JOB → Retype, word for word, every line starting at the line with "# point at: aquatic" and ending with the final line of the entries; skip the pictures.

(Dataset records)
● ● ● ● ●

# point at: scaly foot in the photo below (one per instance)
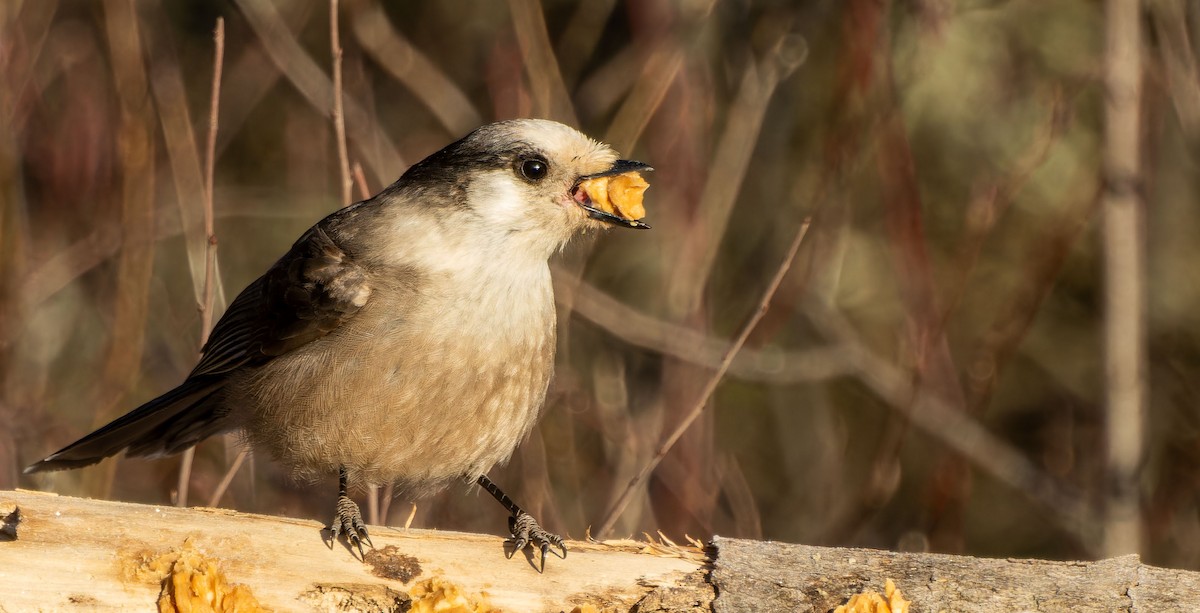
(526, 530)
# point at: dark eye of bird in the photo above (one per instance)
(534, 169)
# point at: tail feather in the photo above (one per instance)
(166, 425)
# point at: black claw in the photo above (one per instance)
(523, 528)
(526, 530)
(348, 521)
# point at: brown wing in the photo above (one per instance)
(305, 295)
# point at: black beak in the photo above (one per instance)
(618, 167)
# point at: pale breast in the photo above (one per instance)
(425, 385)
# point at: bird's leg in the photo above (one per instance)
(347, 517)
(523, 527)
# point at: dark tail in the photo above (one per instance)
(166, 425)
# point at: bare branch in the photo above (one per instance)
(709, 388)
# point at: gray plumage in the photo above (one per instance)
(406, 338)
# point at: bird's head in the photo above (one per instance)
(532, 179)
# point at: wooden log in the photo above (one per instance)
(60, 553)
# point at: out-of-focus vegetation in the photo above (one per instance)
(929, 374)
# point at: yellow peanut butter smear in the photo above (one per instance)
(619, 194)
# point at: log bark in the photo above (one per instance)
(60, 553)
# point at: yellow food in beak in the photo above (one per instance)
(619, 194)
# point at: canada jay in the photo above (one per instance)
(407, 338)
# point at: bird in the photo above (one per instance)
(407, 338)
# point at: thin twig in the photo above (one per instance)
(1125, 282)
(360, 179)
(709, 388)
(343, 158)
(215, 499)
(210, 252)
(294, 62)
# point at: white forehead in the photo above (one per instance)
(562, 143)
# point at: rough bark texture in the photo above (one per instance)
(769, 576)
(60, 553)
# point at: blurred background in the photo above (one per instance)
(929, 373)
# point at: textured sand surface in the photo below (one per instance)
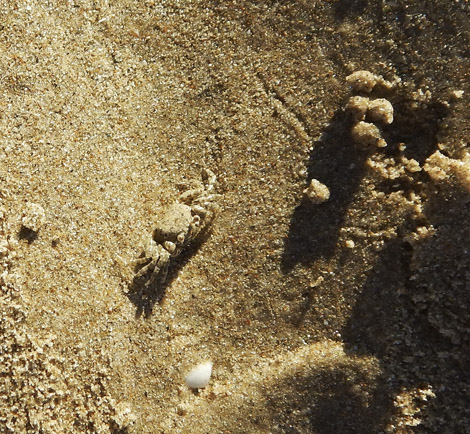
(349, 315)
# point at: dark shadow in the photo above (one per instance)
(345, 8)
(335, 162)
(144, 299)
(330, 401)
(339, 164)
(414, 315)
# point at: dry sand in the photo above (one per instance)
(348, 316)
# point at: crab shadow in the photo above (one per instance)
(335, 162)
(144, 298)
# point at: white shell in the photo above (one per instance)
(198, 377)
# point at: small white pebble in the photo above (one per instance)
(198, 377)
(317, 192)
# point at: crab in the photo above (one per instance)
(183, 222)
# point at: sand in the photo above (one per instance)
(349, 315)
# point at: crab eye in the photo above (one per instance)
(180, 238)
(169, 246)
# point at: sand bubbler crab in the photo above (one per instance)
(184, 222)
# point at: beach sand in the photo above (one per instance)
(346, 316)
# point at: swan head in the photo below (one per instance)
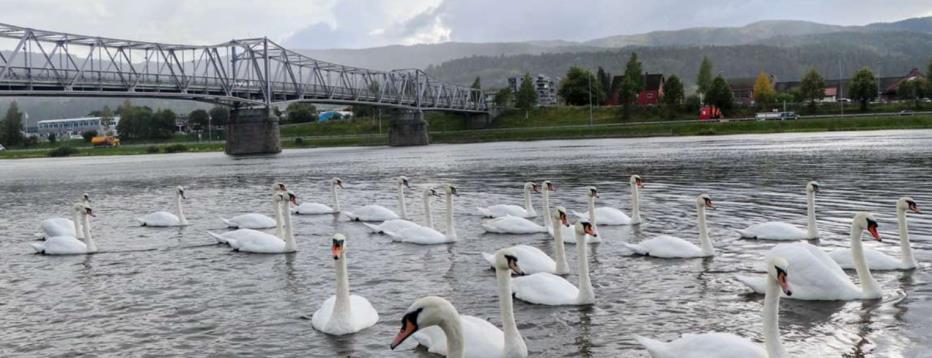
(704, 200)
(907, 203)
(403, 181)
(777, 268)
(584, 227)
(636, 181)
(338, 246)
(813, 187)
(449, 189)
(505, 260)
(559, 214)
(592, 192)
(425, 312)
(866, 221)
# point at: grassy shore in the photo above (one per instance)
(541, 124)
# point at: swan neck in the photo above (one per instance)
(811, 226)
(586, 293)
(290, 245)
(451, 229)
(88, 239)
(513, 338)
(707, 248)
(869, 287)
(772, 341)
(559, 249)
(906, 250)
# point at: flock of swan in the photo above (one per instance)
(538, 278)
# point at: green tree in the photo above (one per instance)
(720, 95)
(11, 130)
(299, 112)
(863, 87)
(704, 78)
(576, 86)
(673, 92)
(526, 97)
(503, 98)
(198, 119)
(219, 115)
(632, 84)
(812, 87)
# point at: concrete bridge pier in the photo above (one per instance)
(252, 131)
(407, 128)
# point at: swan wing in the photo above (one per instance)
(876, 260)
(545, 289)
(666, 246)
(773, 230)
(707, 345)
(512, 225)
(611, 216)
(481, 338)
(160, 219)
(313, 209)
(814, 275)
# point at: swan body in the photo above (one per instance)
(323, 209)
(725, 345)
(164, 218)
(527, 211)
(548, 289)
(670, 247)
(777, 230)
(877, 260)
(817, 276)
(512, 225)
(343, 313)
(70, 245)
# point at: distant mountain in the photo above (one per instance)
(781, 31)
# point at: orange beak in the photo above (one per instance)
(407, 329)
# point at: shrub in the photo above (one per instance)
(63, 151)
(176, 148)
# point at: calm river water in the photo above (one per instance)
(171, 292)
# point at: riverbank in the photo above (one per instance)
(451, 129)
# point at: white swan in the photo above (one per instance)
(444, 331)
(669, 247)
(611, 217)
(425, 235)
(343, 313)
(164, 218)
(398, 225)
(533, 260)
(381, 213)
(70, 245)
(877, 260)
(322, 209)
(501, 210)
(722, 345)
(548, 289)
(778, 230)
(62, 226)
(252, 241)
(817, 277)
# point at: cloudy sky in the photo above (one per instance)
(366, 23)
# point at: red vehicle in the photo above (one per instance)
(709, 113)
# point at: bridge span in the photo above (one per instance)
(250, 75)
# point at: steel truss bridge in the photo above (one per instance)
(249, 72)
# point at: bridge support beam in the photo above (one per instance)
(252, 131)
(407, 128)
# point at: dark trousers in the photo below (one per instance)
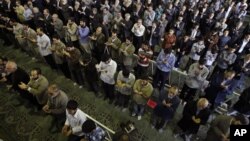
(137, 41)
(158, 122)
(58, 121)
(141, 71)
(217, 70)
(122, 100)
(49, 60)
(65, 69)
(77, 76)
(74, 138)
(160, 76)
(108, 90)
(187, 94)
(93, 85)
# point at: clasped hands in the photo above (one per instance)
(196, 120)
(66, 130)
(23, 86)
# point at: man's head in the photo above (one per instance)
(10, 67)
(202, 63)
(167, 50)
(127, 16)
(88, 126)
(229, 74)
(125, 73)
(171, 31)
(35, 73)
(82, 23)
(70, 21)
(46, 12)
(106, 58)
(54, 17)
(128, 40)
(39, 31)
(144, 80)
(202, 103)
(72, 107)
(172, 91)
(98, 30)
(53, 90)
(114, 33)
(139, 22)
(240, 120)
(56, 38)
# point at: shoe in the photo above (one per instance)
(160, 130)
(124, 109)
(139, 117)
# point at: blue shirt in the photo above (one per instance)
(165, 62)
(83, 34)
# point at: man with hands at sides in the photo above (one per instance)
(37, 87)
(56, 106)
(74, 120)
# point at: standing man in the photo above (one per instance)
(138, 30)
(142, 90)
(74, 120)
(107, 68)
(14, 77)
(56, 106)
(44, 44)
(220, 127)
(165, 63)
(195, 113)
(37, 86)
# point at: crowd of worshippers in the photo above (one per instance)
(67, 117)
(91, 41)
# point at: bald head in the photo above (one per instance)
(10, 67)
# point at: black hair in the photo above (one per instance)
(38, 70)
(70, 44)
(56, 36)
(105, 57)
(125, 72)
(72, 105)
(167, 50)
(202, 61)
(88, 126)
(144, 77)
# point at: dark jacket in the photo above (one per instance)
(243, 104)
(187, 124)
(16, 78)
(164, 111)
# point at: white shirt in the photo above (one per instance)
(27, 14)
(75, 122)
(43, 43)
(138, 31)
(193, 34)
(244, 43)
(107, 71)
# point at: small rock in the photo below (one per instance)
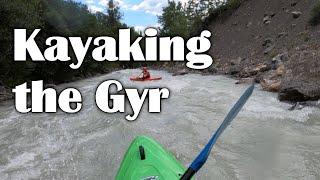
(269, 85)
(269, 49)
(272, 14)
(296, 14)
(296, 106)
(280, 70)
(236, 61)
(294, 4)
(261, 68)
(234, 70)
(267, 20)
(267, 42)
(245, 81)
(249, 24)
(282, 34)
(282, 57)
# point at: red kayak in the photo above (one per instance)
(147, 79)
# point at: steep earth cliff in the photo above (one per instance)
(272, 42)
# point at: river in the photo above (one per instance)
(265, 141)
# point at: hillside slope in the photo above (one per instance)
(271, 41)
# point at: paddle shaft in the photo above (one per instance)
(205, 152)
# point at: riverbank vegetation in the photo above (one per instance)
(190, 18)
(55, 18)
(315, 15)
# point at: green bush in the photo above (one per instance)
(228, 7)
(315, 15)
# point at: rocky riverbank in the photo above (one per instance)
(272, 43)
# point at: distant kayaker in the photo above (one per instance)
(145, 73)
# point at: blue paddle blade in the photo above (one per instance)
(203, 156)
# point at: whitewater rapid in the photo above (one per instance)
(265, 141)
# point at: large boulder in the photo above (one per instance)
(301, 81)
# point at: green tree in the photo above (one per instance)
(173, 20)
(114, 15)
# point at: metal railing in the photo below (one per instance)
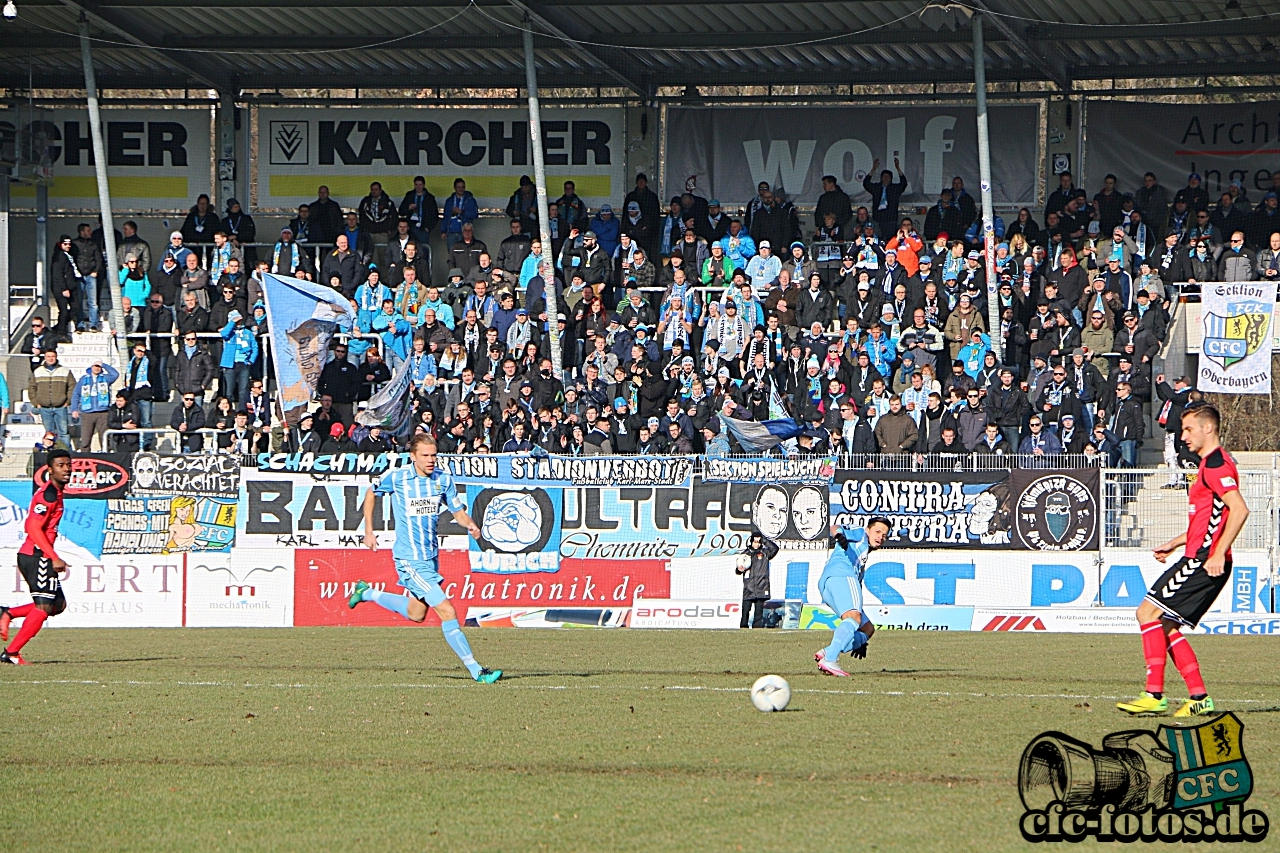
(177, 437)
(1138, 511)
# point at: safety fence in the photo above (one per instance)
(1146, 507)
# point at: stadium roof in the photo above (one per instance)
(234, 45)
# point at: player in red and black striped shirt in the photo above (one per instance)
(39, 562)
(1188, 588)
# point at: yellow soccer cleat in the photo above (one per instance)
(1144, 706)
(1196, 707)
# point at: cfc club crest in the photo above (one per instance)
(1237, 336)
(1208, 762)
(1174, 784)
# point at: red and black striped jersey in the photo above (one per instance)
(46, 511)
(1207, 511)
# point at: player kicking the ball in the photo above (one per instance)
(419, 493)
(1188, 588)
(841, 587)
(37, 561)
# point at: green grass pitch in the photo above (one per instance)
(374, 739)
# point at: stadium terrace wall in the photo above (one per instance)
(197, 541)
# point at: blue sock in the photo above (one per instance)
(844, 633)
(457, 641)
(391, 601)
(856, 641)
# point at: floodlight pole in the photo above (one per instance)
(544, 226)
(104, 191)
(988, 223)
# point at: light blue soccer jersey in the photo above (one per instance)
(854, 562)
(416, 506)
(841, 582)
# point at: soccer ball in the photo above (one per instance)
(771, 693)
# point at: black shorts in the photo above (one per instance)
(41, 579)
(1185, 591)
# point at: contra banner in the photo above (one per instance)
(348, 149)
(1235, 350)
(156, 159)
(1221, 142)
(928, 509)
(727, 151)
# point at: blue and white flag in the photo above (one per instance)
(392, 407)
(301, 319)
(760, 436)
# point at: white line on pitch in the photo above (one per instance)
(607, 687)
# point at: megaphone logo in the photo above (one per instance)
(1176, 784)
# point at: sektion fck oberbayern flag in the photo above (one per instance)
(1235, 354)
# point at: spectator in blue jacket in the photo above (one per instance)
(396, 332)
(458, 210)
(240, 352)
(91, 398)
(608, 231)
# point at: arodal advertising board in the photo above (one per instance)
(156, 159)
(247, 588)
(113, 592)
(727, 151)
(324, 579)
(348, 149)
(670, 612)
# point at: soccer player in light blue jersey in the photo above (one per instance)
(841, 587)
(419, 493)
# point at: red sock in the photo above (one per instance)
(1184, 658)
(31, 625)
(1153, 646)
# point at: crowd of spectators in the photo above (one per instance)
(868, 327)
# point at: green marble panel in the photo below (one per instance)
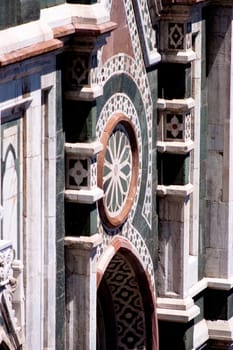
(80, 121)
(8, 13)
(87, 2)
(180, 335)
(29, 11)
(218, 304)
(49, 3)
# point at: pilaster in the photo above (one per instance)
(81, 291)
(175, 145)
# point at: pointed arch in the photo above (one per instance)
(125, 286)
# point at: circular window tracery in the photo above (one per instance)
(118, 170)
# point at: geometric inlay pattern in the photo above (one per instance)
(77, 173)
(129, 232)
(117, 170)
(174, 126)
(177, 126)
(127, 303)
(120, 103)
(122, 63)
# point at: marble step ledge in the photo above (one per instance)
(177, 310)
(83, 242)
(220, 330)
(84, 93)
(176, 105)
(175, 147)
(83, 149)
(84, 196)
(182, 57)
(174, 190)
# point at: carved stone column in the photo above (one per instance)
(81, 291)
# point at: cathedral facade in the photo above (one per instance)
(116, 182)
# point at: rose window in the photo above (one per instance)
(118, 170)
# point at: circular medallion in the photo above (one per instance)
(117, 170)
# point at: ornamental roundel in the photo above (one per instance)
(118, 170)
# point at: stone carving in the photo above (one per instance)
(8, 285)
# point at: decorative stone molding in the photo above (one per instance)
(81, 181)
(176, 35)
(84, 196)
(221, 329)
(174, 190)
(177, 310)
(175, 125)
(81, 61)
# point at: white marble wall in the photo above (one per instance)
(219, 237)
(29, 203)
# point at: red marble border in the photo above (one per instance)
(118, 118)
(123, 245)
(30, 51)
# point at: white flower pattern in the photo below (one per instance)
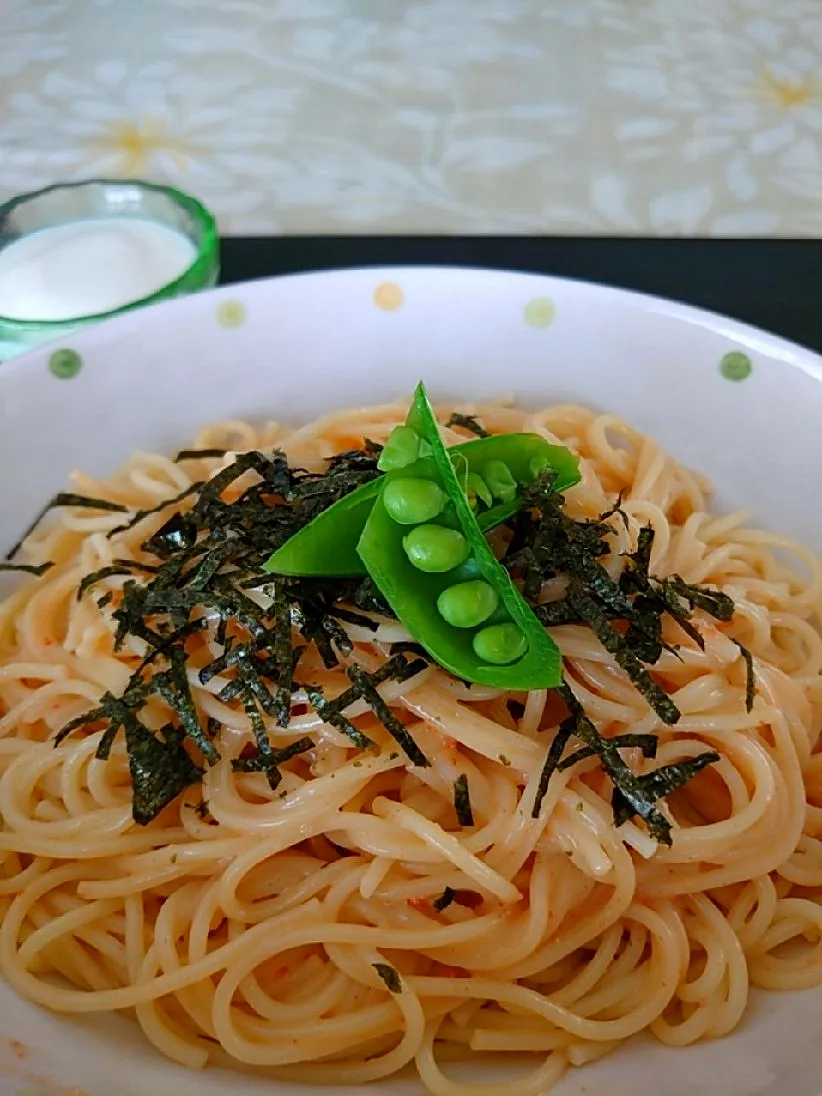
(602, 116)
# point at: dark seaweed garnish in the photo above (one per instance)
(660, 783)
(398, 731)
(445, 900)
(201, 567)
(626, 617)
(463, 801)
(750, 676)
(389, 975)
(468, 422)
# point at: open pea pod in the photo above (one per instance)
(328, 546)
(422, 589)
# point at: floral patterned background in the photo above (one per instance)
(577, 116)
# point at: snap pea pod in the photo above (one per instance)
(328, 546)
(445, 584)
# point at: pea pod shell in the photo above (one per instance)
(413, 595)
(328, 546)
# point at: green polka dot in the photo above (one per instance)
(230, 314)
(65, 364)
(539, 311)
(735, 366)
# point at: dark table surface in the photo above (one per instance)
(774, 284)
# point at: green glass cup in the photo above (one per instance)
(95, 200)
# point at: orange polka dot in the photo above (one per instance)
(539, 312)
(388, 296)
(230, 314)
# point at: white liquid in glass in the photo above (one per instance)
(89, 266)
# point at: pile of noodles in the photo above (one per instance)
(251, 933)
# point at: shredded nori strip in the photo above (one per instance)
(273, 757)
(445, 900)
(660, 783)
(640, 798)
(463, 801)
(201, 562)
(390, 977)
(648, 743)
(205, 561)
(468, 422)
(398, 731)
(615, 644)
(750, 676)
(330, 715)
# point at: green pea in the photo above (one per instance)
(467, 604)
(411, 501)
(401, 449)
(477, 490)
(435, 548)
(537, 466)
(500, 480)
(500, 643)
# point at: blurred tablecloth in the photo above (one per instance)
(578, 116)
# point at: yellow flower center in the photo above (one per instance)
(787, 92)
(135, 143)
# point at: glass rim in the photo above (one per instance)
(193, 206)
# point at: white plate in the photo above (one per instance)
(298, 346)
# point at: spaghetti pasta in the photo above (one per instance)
(342, 925)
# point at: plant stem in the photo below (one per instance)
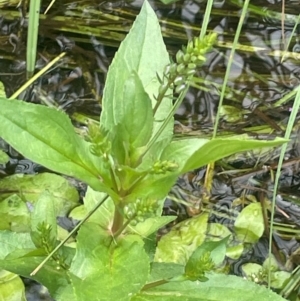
(118, 220)
(70, 234)
(154, 284)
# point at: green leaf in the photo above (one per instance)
(195, 152)
(104, 215)
(249, 225)
(30, 187)
(218, 288)
(11, 287)
(135, 113)
(43, 218)
(14, 214)
(46, 136)
(4, 158)
(205, 258)
(11, 241)
(163, 270)
(113, 269)
(151, 225)
(142, 51)
(168, 1)
(183, 239)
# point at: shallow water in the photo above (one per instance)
(257, 82)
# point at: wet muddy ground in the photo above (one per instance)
(90, 32)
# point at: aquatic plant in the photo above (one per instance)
(130, 162)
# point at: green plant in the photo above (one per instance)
(130, 162)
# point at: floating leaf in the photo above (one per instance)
(193, 153)
(147, 58)
(249, 225)
(43, 221)
(47, 136)
(178, 245)
(30, 187)
(4, 158)
(113, 269)
(11, 287)
(218, 288)
(14, 214)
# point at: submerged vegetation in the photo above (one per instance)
(131, 159)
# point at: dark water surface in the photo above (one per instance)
(90, 31)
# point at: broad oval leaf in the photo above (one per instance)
(183, 239)
(30, 187)
(193, 153)
(148, 58)
(46, 136)
(249, 225)
(219, 287)
(11, 287)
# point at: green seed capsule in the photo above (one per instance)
(173, 69)
(192, 66)
(180, 69)
(179, 57)
(187, 57)
(180, 88)
(179, 80)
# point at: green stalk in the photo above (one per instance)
(230, 61)
(287, 135)
(67, 238)
(206, 18)
(32, 36)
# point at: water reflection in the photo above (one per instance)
(90, 31)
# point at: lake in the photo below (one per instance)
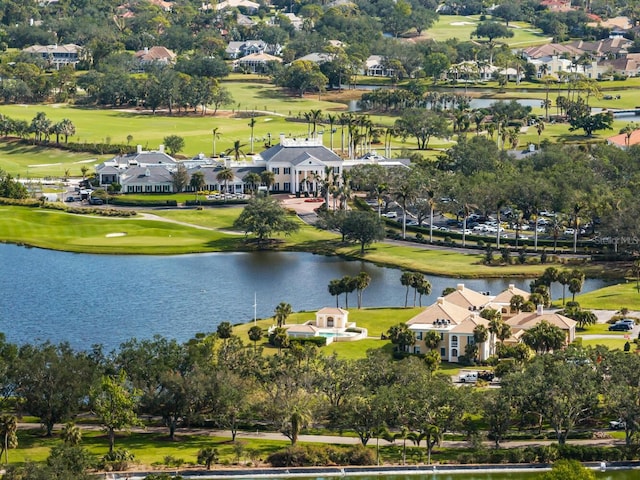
(107, 299)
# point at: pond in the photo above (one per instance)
(107, 299)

● ● ● ● ●

EXERCISE RESULT →
# point at: aquatic plant in the photo above (one per instance)
(130, 162)
# point at: green plant in the photo above (one per instance)
(130, 162)
# point at: floating leaf in the photo above (one per instance)
(193, 153)
(147, 58)
(249, 225)
(43, 221)
(47, 136)
(178, 245)
(30, 187)
(4, 158)
(113, 269)
(11, 287)
(218, 288)
(14, 214)
# point at: submerged vegetation in the photo above (one per instance)
(131, 159)
# point at: dark water surface in the photo above (one per instance)
(90, 31)
# point at: broad oval leaf in the photo above (one per instance)
(183, 239)
(30, 187)
(193, 153)
(148, 58)
(46, 136)
(249, 225)
(219, 287)
(11, 287)
# point at: green seed capsule in the photo above (one per instance)
(173, 69)
(192, 66)
(180, 69)
(179, 57)
(187, 57)
(180, 88)
(179, 80)
# point at: green stalk in the photo above (one per instance)
(230, 61)
(287, 135)
(67, 238)
(206, 18)
(32, 36)
# point at: water reflection in the photo above (one per instance)
(90, 31)
# point at: lake in the photo below (one per instance)
(107, 299)
# point at: pond in the photo above (one per instance)
(107, 299)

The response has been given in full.